Source information Start Marker

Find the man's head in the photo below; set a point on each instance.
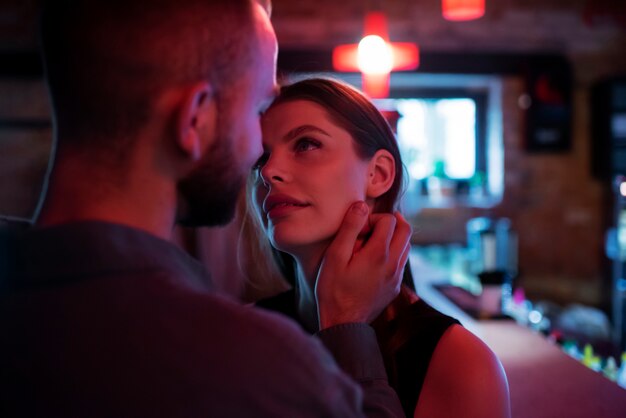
(114, 65)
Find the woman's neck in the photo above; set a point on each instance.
(307, 268)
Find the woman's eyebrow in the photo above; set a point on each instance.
(295, 132)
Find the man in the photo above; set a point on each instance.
(156, 107)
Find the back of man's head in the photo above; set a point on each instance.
(107, 61)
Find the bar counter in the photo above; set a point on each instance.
(544, 381)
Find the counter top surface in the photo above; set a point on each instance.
(544, 382)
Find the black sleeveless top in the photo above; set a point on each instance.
(407, 343)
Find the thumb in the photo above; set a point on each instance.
(346, 238)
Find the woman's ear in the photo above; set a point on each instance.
(196, 120)
(381, 174)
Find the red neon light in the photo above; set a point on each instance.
(405, 56)
(457, 10)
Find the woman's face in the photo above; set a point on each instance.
(308, 178)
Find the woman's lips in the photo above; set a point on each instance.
(279, 205)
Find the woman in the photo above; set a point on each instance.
(327, 146)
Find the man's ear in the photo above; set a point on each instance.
(381, 174)
(198, 115)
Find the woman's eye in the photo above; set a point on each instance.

Source information End Marker

§ **Exercise description**: Every line of the listing above is to be set down verbatim, without the pictures.

§ **Written solution**:
Find the man's head in the photo below; set a point on each instance.
(114, 65)
Find the woman's neck in the photo above; set a point on each instance.
(307, 268)
Find the woman's eyebrow in the photo above; set a point on each instance.
(295, 132)
Find the man in the photo above; set a point on each instance.
(156, 107)
Find the back of man's head in the photo above; set a point on each instance.
(107, 61)
Find the bar counter in the photo above; set a point on each instance.
(544, 381)
Find the counter top surface in the photo above; set a point on each instance.
(544, 382)
Find the black sleeveless top in the photo above; set a point on each instance.
(407, 343)
Find the thumb in the photo above; set a point on each instance.
(346, 238)
Find the woman's ear in the photo above; set a point on each instance.
(196, 120)
(381, 174)
Find the red neon light in the photo above; set a point on each instance.
(405, 56)
(457, 10)
Find the woman's face in the photo above; set a point on each instance.
(308, 178)
Find the woman's lips in the photo above; set a point on each instance.
(279, 205)
Find the woman in the photo above; set a point on each instance.
(327, 146)
Find the man's ear in the photo above; set a point on each instance.
(381, 174)
(198, 115)
Find the woman's eye in the photo above; set a point on each instance.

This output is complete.